NLP and making sense of data in a precision medicine world

July 21 2016

During his January 2015 State of the Union speech, President Obama announced details of his administration’s Precision Medicine Initiative, which promises to accelerate the development of tools and therapies that are customized to individual patients. Precision medicine focuses on disease treatment and prevention and considers the variability in genes, environment, and lifestyle between individual patients.

Precision medicine takes into account healthcare’s relatively minor role in impacting a patient’s overall health and well-being, compared to the larger roles of genetics, health behaviors, and social and environmental factors. The precision medicine approach thus requires that providers have access to a wealth of patient-specific data. Thanks to advancements in genetic testing and new technologies, such as patient portals and remote monitoring devices, a wide variety of patient data is now readily available. Unfortunately, clinicians may have difficulty extracting data that is clinically relevant because much of the information is stored in an unstructured format.

Consider how a physician would glean information from a paper medical chart prior to EMRs. To understand a patient’s complete health status, the doctor would search through pages and pages of notes - obviously a time-consuming and error-prone task.

Data under study:
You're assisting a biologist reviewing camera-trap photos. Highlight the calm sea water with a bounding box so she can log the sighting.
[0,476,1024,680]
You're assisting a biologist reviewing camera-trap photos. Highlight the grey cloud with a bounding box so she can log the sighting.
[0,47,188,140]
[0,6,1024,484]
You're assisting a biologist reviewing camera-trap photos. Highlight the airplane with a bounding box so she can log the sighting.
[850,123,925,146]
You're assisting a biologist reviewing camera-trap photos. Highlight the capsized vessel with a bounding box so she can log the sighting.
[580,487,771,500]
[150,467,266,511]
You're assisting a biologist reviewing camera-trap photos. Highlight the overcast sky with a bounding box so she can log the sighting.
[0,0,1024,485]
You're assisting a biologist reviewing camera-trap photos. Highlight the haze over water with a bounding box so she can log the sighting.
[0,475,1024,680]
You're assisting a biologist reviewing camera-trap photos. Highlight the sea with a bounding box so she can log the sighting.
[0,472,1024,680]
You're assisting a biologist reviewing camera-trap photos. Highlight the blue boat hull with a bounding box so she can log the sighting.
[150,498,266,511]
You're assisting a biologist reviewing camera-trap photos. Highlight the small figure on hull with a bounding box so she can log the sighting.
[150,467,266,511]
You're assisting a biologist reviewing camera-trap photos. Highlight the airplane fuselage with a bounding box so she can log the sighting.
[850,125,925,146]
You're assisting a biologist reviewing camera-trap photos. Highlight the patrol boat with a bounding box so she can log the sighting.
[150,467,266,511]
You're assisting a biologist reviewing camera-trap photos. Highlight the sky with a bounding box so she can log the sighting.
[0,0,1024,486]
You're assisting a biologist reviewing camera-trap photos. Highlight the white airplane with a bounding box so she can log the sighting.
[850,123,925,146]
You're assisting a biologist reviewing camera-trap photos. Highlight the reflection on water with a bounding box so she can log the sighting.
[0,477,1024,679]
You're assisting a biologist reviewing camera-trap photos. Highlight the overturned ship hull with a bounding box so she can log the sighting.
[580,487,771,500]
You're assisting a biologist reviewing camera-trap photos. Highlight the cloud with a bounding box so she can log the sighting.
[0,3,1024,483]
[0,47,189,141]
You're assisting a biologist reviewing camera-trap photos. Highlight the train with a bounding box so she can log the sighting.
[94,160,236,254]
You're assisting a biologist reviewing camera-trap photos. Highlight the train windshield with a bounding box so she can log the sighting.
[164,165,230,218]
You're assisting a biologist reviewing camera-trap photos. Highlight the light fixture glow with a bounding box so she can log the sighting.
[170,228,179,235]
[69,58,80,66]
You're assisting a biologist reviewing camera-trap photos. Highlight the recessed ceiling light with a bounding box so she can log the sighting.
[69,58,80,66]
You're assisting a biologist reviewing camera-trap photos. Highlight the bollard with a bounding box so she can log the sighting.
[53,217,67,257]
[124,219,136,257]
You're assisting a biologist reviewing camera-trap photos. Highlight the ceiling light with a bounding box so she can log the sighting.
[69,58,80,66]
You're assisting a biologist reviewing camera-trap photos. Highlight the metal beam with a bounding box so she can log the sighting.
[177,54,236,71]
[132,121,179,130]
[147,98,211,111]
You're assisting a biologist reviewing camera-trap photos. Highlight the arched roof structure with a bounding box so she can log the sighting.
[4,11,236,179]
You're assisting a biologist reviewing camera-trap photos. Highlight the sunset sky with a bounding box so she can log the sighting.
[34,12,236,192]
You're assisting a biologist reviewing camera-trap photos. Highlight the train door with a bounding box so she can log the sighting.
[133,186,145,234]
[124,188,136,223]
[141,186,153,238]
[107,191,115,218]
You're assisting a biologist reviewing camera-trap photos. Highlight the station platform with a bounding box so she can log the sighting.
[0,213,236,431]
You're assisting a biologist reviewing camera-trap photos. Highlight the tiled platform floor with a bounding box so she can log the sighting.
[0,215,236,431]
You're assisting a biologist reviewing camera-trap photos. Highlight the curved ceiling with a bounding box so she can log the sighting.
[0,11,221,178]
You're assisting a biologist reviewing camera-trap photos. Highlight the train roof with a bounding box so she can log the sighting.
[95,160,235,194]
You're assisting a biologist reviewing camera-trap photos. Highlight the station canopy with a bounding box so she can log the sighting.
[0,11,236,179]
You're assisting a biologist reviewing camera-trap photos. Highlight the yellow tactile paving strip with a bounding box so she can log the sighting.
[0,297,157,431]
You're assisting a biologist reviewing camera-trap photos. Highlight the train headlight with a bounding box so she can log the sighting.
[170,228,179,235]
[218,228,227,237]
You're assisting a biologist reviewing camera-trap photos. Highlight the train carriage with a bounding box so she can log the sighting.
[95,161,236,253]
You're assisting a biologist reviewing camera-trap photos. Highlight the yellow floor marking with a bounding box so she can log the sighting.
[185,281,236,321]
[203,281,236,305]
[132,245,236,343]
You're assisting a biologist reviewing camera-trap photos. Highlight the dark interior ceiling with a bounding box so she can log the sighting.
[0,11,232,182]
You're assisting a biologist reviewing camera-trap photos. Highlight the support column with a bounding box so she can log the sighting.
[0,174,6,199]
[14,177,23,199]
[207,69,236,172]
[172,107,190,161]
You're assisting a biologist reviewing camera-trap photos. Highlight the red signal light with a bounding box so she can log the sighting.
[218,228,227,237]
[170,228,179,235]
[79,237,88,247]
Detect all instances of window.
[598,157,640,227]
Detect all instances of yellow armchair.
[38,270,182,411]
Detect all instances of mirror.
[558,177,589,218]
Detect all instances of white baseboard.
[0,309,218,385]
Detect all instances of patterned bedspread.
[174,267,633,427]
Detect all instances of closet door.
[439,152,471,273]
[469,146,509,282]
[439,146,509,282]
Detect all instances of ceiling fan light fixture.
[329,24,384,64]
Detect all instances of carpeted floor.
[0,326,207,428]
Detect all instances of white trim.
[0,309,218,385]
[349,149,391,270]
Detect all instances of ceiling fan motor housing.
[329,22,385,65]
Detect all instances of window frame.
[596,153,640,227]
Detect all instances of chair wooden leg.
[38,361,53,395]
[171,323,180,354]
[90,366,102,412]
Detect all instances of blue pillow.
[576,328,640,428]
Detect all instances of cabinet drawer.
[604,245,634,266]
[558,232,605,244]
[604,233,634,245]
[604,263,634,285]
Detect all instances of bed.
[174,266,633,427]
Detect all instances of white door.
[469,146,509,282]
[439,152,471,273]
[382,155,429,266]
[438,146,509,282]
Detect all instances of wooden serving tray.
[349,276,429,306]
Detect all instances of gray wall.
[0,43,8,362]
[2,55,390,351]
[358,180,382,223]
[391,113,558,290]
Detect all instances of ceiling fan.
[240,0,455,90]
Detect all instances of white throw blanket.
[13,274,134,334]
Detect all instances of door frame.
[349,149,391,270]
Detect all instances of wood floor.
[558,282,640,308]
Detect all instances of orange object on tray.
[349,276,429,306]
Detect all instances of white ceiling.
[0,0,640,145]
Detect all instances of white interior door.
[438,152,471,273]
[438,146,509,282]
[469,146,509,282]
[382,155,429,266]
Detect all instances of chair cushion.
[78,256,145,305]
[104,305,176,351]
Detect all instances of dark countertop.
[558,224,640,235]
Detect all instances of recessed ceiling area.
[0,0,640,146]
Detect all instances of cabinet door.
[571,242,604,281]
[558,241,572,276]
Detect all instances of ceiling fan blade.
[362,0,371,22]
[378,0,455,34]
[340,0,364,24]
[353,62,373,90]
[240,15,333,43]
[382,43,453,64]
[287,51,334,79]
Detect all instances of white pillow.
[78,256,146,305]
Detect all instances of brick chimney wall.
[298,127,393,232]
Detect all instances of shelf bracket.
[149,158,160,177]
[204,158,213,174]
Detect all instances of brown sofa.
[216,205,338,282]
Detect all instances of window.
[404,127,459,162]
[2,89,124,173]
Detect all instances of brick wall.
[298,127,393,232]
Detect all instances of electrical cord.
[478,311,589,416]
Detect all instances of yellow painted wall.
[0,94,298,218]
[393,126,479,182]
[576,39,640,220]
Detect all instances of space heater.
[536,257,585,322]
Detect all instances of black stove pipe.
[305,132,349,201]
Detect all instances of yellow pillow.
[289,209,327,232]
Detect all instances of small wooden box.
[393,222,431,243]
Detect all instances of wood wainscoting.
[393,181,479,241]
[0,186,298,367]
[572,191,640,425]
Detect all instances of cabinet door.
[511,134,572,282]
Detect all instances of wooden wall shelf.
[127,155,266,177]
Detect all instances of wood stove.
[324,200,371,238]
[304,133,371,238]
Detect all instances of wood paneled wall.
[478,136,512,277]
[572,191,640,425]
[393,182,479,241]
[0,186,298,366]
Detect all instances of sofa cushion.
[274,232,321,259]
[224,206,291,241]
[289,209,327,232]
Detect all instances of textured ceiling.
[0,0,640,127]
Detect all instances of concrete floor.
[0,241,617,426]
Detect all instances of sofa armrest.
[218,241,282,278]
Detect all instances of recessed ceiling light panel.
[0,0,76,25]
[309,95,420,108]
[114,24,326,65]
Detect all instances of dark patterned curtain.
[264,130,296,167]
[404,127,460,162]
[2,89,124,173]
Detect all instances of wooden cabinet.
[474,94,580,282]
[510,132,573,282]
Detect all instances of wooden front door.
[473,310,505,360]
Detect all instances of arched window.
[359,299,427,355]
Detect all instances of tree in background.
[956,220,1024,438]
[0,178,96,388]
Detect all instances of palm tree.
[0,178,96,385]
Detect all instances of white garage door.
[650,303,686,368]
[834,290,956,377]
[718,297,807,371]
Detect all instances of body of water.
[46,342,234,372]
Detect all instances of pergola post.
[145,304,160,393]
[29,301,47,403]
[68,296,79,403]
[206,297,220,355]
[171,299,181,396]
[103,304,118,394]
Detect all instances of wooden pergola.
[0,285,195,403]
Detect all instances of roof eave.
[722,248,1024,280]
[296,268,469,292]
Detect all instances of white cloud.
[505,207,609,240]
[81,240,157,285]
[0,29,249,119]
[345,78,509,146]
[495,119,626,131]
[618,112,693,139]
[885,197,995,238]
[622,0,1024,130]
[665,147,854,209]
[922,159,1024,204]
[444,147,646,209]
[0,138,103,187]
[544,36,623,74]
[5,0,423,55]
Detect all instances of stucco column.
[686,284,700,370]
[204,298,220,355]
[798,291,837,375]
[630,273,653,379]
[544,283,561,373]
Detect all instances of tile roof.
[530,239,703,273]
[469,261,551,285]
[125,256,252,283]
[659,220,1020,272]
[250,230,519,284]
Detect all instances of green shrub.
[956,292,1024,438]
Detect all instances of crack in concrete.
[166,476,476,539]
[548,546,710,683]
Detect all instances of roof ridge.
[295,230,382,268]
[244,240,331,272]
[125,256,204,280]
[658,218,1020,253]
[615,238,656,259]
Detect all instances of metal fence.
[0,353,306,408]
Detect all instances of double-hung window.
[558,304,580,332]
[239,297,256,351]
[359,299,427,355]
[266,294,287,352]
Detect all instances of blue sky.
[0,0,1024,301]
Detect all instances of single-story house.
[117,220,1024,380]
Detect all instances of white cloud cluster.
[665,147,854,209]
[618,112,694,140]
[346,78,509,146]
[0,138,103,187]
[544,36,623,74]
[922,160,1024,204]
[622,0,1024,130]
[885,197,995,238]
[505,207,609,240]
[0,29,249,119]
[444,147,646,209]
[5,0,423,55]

Task A:
Answer these questions from the precision medicine article:
(i) On what occasion did President Obama announce details of the Precision Medicine Initiative?
(ii) Which three kinds of variability between patients does precision medicine consider?
(iii) According to the article, why may clinicians have difficulty extracting clinically relevant data?
Task B: Rewrite everything in the precision medicine article from "During his January 2015" down to "between individual patients.", substituting "particular patients" for "individual patients".
Task C: Translate this sentence from the precision medicine article into Spanish: "Precision medicine focuses on disease treatment and prevention and considers the variability in genes, environment, and lifestyle between individual patients."
The data are separate material, unrelated to the precision medicine article.

Exercise answer A:
(i) During his January 2015 State of the Union speech.
(ii) Genes, environment, and lifestyle.
(iii) Because much of the information is stored in an unstructured format.

Exercise answer B:
During his January 2015 State of the Union speech, President Obama announced details of his administration’s Precision Medicine Initiative, which promises to accelerate the development of tools and therapies that are customized to particular patients. Precision medicine focuses on disease treatment and prevention and considers the variability in genes, environment, and lifestyle between particular patients.

Exercise answer C: La medicina de precisión se centra en el tratamiento y la prevención de enfermedades y tiene en cuenta la variabilidad en los genes, el entorno y el estilo de vida entre pacientes individuales.